▶ [Exercise description]:
Transcribe the passage on coping with an ex-spouse from "I wonder tho." up to and including "the first step?".

▶ [Selected excerpt]:
============================================================

Mz. Pixie, when he's doing that, he's still hurting. I've mentioned this once before but anything you do is going to upset him, because anything my ex does upsets me. BUT in time, I'm starting to get over it, and I hope your ex will too, because you guys have kids right? Just keep being yourself. If you live up to your own ethical code for your life, then your doing everything you should. I dont know how long you guys have been divorced, but just give him time and respect his space (i'm sure you already do this). Let him grieve. Let him think nasty things. It helps him release the anger he has about the whole situation. And it really doesnt reflect you at all. It's just part of his healing process. But if he disrespects you, that doesnt mean you have to sit there and take it in. Just tell him you guys are getting off topic or leave. Keep things business like. That's what my ex is doing. I'm finding it really hard to keep things amicable. It's the hardest thing I've ever had to do. When I'm hurt, I really dont want anything good to happen to him. But that's not really true. It's all about my own anger and doesnt really have anything to do with him. It could be anybody else who hurt me, and I'd still feel the same.

 

I wonder tho. If you had feelings for your exh, why didnt you go back? Did he not come after you? What could he have done that would have made you change your mind? As the one who was left, it's very hard for me to know what to do. I've done EVERYthing in my power. I just do not know what to do and so I'm not going to keep groveling for him to come back. As the one who was left, my self esteem got destroyed, and I keep hitting my head against a brick wall. And I wonder if he's scared to come back because some pride thing. I know a lot of things he does is out of guilt. But where is that line where who should take the first step?

============================================================

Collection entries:
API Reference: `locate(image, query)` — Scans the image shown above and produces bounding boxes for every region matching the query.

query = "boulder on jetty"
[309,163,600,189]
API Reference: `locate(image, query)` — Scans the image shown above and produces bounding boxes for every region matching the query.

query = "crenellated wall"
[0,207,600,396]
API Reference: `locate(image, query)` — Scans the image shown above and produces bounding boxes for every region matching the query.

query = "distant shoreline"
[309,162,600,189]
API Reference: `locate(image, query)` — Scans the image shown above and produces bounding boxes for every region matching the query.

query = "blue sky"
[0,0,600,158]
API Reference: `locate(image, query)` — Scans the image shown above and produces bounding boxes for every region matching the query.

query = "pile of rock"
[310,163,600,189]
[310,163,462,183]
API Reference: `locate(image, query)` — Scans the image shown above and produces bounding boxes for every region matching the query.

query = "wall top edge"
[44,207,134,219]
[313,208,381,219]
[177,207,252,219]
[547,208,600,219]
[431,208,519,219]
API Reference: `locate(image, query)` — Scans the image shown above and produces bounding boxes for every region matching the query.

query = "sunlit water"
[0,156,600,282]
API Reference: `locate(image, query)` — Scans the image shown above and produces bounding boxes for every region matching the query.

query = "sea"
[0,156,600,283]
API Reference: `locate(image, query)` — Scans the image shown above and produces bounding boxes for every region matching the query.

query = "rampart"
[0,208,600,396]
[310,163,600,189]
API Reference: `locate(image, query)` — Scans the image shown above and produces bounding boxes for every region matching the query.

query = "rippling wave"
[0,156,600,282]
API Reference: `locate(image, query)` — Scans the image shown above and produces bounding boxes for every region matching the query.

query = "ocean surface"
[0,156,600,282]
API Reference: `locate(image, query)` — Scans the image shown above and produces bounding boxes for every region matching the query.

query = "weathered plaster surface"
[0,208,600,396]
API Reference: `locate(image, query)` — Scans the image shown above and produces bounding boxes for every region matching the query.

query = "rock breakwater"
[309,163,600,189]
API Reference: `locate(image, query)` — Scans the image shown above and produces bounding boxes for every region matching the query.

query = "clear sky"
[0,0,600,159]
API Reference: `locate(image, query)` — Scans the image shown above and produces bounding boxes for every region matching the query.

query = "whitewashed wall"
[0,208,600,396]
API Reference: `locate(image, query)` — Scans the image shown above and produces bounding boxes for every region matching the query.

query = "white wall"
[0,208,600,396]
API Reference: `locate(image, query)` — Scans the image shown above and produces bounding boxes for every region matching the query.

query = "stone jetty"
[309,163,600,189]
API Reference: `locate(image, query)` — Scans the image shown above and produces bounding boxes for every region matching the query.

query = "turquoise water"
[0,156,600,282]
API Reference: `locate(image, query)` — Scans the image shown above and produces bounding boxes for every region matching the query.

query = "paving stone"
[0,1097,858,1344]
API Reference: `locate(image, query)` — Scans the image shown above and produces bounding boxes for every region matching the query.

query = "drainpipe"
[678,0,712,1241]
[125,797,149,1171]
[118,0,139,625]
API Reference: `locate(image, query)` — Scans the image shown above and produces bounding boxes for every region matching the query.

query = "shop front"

============================================================

▶ [Answer to the exercise]:
I wonder tho. If you had feelings for your exh, why didnt you go back? Did he not come after you? What could he have done that would have made you change your mind? As the one who was left, it's very hard for me to know what to do. I've done EVERYthing in my power. I just do not know what to do and so I'm not going to keep groveling for him to come back. As the one who was left, my self esteem got destroyed, and I keep hitting my head against a brick wall. And I wonder if he's scared to come back because some pride thing. I know a lot of things he does is out of guilt. But where is that line where who should take the first step?